**Excerpted text:**
In matters of culture and religion, however, they continued to play a leading role for many centuries, while as an ethnic group they were slowly absorbed into their Semitic environment. We do not know when this process of absorption was completed.2

Notes

  1. C. C. Lamberg-Karlovsky, and Jeremy A. Sabloff, Ancient Civilizations: The Near East and Mesoamerica (Menlo Park: The Benjamin/Cummings Publishing Company, Inc., 1979), 167.

  2. H. H. Rowley, Atlas of Mesopotamia (New York: Thomas Nelson, 1962), 45.

After the confusing incident at Babel, Abram’s father, Terah, traveled to Ur. “Terah was 70 years old, had three sons, and the oldest was Abram. Terah’s third son, Haran, died where he was born, in Ur of the Chaldees" (Gen. 11:26-28).

**What you need to do:**
A - Condense the paragraph of the Mesopotamia excerpt that begins "After the confusing incident at Babel" into two or three short sentences, keeping its main facts.
B - Extract from the Mesopotamia excerpt, word for word, the stretch from "In matters of" through "Inc., 1979), 167.".
The entries that follow are separate material, unrelated to the Mesopotamia excerpt.

**Listed records:**
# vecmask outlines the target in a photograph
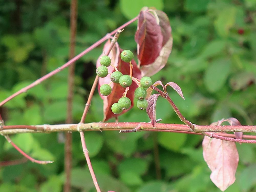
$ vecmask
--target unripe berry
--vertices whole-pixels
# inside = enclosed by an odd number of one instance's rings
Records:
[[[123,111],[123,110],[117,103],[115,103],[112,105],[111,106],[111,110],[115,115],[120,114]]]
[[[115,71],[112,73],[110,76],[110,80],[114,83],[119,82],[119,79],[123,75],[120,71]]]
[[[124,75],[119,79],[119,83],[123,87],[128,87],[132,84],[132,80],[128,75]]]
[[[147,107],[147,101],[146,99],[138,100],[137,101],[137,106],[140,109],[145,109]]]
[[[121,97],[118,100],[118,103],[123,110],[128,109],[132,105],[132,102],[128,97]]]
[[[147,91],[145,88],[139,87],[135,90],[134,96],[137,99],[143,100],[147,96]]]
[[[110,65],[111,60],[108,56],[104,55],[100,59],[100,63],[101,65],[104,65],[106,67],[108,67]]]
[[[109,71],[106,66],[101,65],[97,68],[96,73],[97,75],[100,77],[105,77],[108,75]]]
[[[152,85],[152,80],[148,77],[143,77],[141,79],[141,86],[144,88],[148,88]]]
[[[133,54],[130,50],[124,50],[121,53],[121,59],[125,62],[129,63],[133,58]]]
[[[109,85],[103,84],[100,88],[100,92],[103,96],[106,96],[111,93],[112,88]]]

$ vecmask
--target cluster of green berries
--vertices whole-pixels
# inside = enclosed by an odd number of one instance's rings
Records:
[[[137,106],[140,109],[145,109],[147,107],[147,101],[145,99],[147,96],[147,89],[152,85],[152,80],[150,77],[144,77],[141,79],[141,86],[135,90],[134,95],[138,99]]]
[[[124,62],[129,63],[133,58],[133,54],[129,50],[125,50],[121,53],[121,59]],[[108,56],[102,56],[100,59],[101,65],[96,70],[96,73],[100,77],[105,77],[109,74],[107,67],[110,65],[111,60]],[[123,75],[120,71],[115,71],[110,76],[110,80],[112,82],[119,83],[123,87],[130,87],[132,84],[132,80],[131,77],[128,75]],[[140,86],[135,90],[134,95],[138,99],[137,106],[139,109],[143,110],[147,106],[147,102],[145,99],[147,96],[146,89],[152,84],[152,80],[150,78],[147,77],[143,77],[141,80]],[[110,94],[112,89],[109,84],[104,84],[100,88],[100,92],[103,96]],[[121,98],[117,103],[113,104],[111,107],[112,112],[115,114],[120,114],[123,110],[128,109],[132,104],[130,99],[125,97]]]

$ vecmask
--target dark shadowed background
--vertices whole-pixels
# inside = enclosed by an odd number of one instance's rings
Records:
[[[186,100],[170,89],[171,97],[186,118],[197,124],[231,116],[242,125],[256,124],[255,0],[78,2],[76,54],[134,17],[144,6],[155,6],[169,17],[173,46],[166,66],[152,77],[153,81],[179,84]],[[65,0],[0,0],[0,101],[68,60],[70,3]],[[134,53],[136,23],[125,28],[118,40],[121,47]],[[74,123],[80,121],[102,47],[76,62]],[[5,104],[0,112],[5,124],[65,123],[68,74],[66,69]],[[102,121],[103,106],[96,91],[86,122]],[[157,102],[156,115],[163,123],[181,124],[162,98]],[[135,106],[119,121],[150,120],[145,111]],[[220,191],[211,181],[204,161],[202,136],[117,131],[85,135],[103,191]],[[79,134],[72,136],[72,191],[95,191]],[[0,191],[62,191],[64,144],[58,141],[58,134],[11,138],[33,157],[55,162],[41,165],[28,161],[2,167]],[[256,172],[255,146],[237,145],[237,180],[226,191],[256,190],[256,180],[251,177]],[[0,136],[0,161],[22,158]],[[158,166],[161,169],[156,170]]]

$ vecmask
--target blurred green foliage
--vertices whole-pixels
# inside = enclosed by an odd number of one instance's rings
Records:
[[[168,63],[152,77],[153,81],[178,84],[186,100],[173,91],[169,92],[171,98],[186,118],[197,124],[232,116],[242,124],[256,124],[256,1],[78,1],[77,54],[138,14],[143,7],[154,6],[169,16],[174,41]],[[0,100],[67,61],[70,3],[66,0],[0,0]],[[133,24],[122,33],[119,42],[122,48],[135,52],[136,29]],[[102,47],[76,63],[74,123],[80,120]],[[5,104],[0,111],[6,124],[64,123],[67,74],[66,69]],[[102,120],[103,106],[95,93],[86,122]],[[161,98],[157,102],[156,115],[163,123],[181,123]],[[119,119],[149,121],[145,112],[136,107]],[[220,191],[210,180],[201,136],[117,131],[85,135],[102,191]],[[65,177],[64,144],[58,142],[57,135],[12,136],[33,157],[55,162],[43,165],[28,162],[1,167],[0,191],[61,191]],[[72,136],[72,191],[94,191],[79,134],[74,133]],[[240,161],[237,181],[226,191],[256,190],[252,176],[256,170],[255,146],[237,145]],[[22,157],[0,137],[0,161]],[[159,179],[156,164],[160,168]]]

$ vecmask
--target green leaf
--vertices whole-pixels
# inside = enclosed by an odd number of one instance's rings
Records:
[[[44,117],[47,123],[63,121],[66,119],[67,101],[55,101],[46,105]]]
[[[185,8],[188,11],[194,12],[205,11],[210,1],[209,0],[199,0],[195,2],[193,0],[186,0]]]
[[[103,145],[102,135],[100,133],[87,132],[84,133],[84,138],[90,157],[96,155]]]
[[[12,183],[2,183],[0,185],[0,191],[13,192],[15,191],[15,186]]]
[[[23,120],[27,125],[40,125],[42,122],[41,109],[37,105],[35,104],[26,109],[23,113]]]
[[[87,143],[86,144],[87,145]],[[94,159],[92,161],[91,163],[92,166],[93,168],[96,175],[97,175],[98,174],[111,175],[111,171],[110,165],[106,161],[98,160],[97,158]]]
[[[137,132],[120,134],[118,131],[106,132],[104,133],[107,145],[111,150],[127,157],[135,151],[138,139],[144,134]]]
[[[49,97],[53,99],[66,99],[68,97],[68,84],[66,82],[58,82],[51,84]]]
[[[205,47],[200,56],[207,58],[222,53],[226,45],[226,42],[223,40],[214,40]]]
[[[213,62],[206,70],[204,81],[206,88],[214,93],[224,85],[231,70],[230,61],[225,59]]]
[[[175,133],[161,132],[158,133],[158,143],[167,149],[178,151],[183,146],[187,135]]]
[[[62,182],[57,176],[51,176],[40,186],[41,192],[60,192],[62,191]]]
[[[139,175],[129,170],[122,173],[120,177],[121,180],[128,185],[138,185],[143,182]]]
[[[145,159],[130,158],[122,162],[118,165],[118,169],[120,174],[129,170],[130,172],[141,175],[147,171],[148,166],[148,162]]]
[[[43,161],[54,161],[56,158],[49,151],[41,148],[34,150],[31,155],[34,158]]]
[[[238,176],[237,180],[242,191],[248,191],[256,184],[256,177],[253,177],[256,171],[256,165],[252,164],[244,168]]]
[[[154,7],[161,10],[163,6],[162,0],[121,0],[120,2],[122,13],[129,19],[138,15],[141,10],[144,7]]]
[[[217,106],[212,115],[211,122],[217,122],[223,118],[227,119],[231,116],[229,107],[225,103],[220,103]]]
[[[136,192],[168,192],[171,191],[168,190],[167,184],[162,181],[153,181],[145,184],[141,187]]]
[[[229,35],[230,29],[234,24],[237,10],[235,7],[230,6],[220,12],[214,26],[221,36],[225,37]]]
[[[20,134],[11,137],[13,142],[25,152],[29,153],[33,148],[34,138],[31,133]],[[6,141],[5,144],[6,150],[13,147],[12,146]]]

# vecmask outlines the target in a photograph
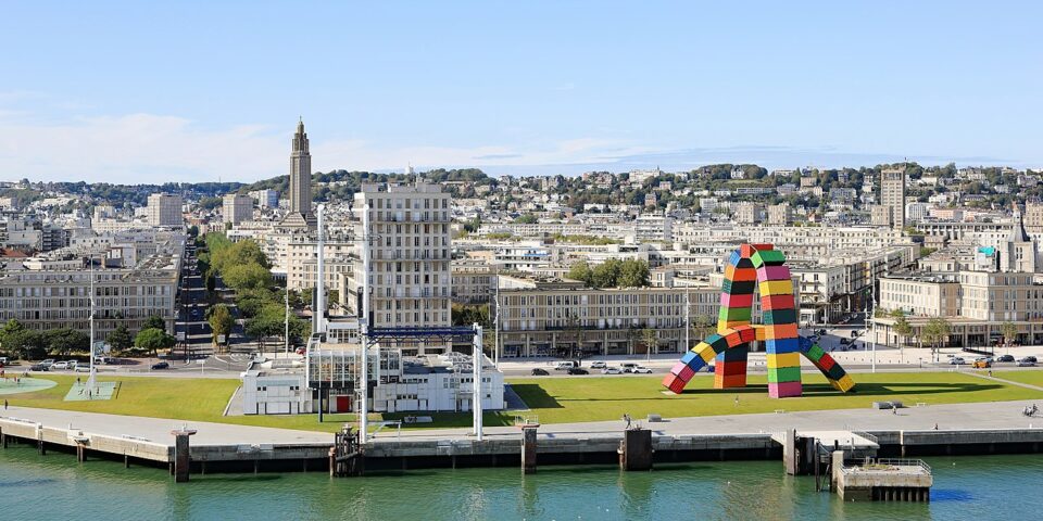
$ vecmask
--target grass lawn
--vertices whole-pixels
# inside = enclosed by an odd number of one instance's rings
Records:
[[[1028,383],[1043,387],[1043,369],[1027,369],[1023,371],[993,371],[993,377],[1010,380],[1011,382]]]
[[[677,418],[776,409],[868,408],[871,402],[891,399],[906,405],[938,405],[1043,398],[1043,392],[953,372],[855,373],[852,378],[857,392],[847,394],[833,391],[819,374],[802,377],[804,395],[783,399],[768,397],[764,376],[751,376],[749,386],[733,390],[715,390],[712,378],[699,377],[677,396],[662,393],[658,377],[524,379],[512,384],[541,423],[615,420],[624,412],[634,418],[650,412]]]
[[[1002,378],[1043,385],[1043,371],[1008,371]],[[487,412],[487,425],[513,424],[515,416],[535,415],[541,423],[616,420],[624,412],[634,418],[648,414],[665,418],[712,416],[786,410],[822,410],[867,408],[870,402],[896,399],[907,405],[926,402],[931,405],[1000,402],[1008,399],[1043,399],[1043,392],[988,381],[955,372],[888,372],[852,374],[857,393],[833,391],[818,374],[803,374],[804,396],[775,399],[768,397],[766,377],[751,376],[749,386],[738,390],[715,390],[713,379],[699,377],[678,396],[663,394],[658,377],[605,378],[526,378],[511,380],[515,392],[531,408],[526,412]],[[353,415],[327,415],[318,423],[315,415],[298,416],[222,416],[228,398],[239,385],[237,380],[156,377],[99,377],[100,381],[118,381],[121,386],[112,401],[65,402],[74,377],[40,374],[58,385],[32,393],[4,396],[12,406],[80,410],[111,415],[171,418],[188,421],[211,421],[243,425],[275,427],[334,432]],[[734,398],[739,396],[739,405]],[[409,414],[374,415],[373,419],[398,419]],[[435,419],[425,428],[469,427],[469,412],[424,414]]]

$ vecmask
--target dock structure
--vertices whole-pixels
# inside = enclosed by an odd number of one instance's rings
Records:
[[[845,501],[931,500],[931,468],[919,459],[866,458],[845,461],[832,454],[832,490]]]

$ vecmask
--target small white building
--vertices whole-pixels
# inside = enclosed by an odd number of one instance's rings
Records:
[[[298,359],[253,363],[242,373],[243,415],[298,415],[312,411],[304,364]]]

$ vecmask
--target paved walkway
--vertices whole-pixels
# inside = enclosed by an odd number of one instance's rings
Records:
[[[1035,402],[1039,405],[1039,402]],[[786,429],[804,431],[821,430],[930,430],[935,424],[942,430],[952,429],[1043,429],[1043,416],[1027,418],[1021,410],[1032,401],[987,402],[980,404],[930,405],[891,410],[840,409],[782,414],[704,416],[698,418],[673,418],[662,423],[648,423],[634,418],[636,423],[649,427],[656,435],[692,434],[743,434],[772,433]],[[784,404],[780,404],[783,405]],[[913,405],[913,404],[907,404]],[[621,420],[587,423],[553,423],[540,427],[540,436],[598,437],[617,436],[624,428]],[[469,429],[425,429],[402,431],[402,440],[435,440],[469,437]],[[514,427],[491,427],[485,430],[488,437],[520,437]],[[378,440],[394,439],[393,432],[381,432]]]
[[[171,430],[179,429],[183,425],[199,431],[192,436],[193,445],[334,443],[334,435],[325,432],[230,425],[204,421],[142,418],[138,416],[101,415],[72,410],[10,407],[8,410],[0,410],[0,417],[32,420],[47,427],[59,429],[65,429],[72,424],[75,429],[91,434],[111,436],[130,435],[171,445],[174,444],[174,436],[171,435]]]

**Answers to the exercises:**
A - After the Babel incident, Terah, Abram's father, traveled to Ur. According to Genesis 11:26-28, Terah was 70 years old and had three sons, of whom Abram was the oldest. His third son, Haran, died in Ur of the Chaldees, where he had been born.

B -
In matters of culture and religion, however, they continued to play a leading role for many centuries, while as an ethnic group they were slowly absorbed into their Semitic environment. We do not know when this process of absorption was completed.2

Notes

  1. C. C. Lamberg-Karlovsky, and Jeremy A. Sabloff, Ancient Civilizations: The Near East and Mesoamerica (Menlo Park: The Benjamin/Cummings Publishing Company, Inc., 1979), 167.